Given text.
Download is there, locally!


----------



## Satangel (Dec 18, 2007)

I would donate too, but I dont have a PayPal account;...


----------



## DrKupo (Dec 18, 2007)

I donated because I'm not an asshole. 

EDIT: Hotel Dusk now runs at full speed, no music problems anymore.


----------



## iritegood (Dec 18, 2007)

QUOTE(Hooya @ Dec 18 2007 said:


> Looks like he'll have to change the name.
> 
> 
> The name doesn't mean it's free. Because it has always been pay-to-use (only for the developer's version though).
> ...


----------



## Satangel (Dec 18, 2007)

Tnx alot cls, for all the work!


----------



## TLSpartan (Dec 18, 2007)

QUOTE(cls @ Dec 19 2007 said:


> 'llo
> this is the end of free download for no$gba
> show in no$gba homepage :
> 
> ...



The last sentence makes no sense. Sounds scammy 
	

	
	
		
		

		
		
	


	




http://nocash.emubase.de/gba.htm

Site with the info posted by OP


----------



## Satangel (Dec 18, 2007)

Excerpted data.
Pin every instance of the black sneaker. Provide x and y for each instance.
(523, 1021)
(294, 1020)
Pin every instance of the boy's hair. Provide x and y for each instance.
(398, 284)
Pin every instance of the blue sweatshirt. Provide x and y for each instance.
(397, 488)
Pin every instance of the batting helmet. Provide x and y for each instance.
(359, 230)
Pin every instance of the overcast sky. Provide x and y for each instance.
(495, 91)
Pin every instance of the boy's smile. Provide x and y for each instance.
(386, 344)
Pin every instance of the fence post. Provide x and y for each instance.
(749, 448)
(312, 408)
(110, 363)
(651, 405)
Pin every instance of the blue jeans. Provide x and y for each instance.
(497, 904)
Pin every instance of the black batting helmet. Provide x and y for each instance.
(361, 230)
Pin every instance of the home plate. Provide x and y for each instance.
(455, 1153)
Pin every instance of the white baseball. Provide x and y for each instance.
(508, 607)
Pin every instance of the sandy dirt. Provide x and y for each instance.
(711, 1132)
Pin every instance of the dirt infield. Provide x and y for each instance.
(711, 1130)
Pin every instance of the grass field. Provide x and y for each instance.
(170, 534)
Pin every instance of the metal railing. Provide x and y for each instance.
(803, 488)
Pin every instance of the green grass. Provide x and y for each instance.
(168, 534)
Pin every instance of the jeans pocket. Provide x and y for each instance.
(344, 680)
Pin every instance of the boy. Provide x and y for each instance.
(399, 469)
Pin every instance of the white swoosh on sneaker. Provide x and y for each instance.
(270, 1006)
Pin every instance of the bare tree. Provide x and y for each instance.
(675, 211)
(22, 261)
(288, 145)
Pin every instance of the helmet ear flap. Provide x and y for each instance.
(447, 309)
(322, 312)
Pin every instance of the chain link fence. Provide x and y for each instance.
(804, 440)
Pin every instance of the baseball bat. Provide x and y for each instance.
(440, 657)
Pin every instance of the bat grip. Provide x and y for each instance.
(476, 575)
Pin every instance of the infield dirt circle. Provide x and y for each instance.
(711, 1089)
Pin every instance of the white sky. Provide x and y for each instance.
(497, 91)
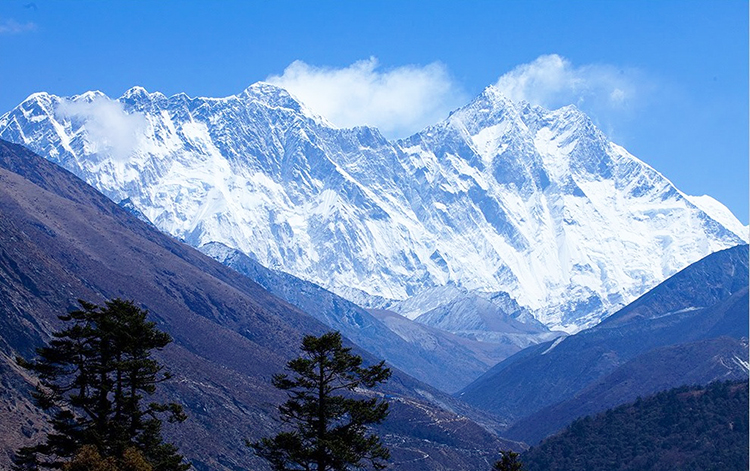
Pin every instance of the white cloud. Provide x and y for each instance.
(110, 130)
(399, 101)
(552, 81)
(11, 26)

Exercise task.
Write the next part of the forum thread about the no$gba download, beginning with the post under its final Satangel heading.

Task result.
What is the changelog now?
on its site it only says 3d software rendering (circa 2x faster than opengl)


----------



## DrKupo (Dec 18, 2007)

I've seen big improvements in every game using 3d i've tested. Hotel Dusk no longer has HUGE 3d issues during the intro, which it did in the last version. It's also running at full-speed. NSMB now runs at full speed and doesn't hang up.


----------



## Satangel (Dec 18, 2007)

Wow, sounds like the emu's are improved once again


----------



## DrKupo (Dec 18, 2007)

Other changes include full-speed Hunters and other involved 3d games.

CHANGELOG!

- nds/3d: soft-renderer: uses fast linear color/texture interpolation when w1=w2
- nds/3d: soft-renderer: supports perspective-correct texture (eg. eragon/demo)
- nds/3d: soft-renderer: supports perspective-correct rgb color interpolation
- nds/3d: soft-renderer: picks correct vertex/color/attributes on 1dot polygons
- nds/3d: soft-renderer: prevents polys at existing/possible x1=256 (off-screen)
- nds/3d: soft-renderer: allows bigger than possible rear-depth (clubhouse dart)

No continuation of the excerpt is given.